**Given records:**
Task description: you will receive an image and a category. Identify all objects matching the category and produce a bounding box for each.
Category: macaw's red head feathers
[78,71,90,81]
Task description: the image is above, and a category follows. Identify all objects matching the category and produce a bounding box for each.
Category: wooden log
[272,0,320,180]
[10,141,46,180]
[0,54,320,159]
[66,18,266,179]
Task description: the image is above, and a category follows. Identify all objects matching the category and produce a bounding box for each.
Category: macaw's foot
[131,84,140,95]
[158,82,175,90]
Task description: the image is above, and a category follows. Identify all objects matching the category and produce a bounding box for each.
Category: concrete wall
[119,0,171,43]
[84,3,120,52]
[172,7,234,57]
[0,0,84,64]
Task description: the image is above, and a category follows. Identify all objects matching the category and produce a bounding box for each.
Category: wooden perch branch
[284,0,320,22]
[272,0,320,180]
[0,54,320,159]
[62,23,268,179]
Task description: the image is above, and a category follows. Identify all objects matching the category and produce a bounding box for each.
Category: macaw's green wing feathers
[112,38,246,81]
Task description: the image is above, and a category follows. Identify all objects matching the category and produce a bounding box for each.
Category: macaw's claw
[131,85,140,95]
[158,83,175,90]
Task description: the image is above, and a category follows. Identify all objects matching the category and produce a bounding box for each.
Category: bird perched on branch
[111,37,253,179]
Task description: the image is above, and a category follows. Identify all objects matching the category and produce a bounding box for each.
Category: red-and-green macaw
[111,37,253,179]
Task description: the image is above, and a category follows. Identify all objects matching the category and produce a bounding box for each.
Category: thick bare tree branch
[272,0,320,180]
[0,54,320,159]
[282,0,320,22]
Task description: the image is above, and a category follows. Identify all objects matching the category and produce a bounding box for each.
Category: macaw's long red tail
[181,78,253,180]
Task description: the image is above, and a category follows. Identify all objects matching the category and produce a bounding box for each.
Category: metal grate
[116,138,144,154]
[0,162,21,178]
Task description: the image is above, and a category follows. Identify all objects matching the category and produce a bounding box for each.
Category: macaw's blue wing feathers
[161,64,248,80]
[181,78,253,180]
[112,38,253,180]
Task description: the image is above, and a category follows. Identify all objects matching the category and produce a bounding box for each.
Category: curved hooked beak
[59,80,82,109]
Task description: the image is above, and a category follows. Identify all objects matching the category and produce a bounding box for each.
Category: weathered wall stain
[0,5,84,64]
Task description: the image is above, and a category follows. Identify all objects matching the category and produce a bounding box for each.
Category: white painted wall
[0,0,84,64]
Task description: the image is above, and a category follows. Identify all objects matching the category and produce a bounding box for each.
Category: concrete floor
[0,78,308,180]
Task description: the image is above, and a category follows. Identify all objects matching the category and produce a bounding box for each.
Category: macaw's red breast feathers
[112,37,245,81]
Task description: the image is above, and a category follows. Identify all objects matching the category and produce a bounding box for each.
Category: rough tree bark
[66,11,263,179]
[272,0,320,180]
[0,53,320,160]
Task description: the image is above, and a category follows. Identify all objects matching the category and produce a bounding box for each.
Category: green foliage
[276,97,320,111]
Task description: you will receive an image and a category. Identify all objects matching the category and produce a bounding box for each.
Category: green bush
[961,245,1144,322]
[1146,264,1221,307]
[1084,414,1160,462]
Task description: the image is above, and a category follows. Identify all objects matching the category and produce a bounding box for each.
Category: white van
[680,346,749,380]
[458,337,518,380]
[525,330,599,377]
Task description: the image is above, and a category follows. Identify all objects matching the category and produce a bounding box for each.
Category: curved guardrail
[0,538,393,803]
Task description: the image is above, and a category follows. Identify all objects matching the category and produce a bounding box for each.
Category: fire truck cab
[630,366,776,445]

**Goal of the exercise:** Render the entries from the start through the line containing "[62,23,268,179]" as a two-column CSV with the columns instruction and boxes, one row per entry. Put each entry's text and its answer in a single quoted field apiece, with line breaks replaced by spaces.

**Written reply:**
instruction,boxes
"Task description: you will receive an image and a category. Identify all objects matching the category and produce a bounding box for each. Category: macaw's red head feathers","[78,71,90,81]"
"Task description: the image is above, and a category follows. Identify all objects matching the category and produce a bounding box for each. Category: wooden log","[272,0,320,180] [10,141,46,180] [0,54,320,159] [66,18,266,179]"
"Task description: the image is above, and a category follows. Identify all objects matching the category and produce a bounding box for each. Category: macaw's foot","[131,84,140,95] [158,82,175,90]"
"Task description: the image is above, and a category follows. Identify all objects matching the category and produce a bounding box for each. Category: concrete wall","[119,0,171,43] [84,3,120,52] [172,7,234,57] [0,0,84,64]"
"Task description: the image is above, and a category follows. Identify all objects matching the category and produce a bounding box for each. Category: wooden perch branch","[284,0,320,22] [272,0,320,180] [0,54,320,159] [62,23,268,179]"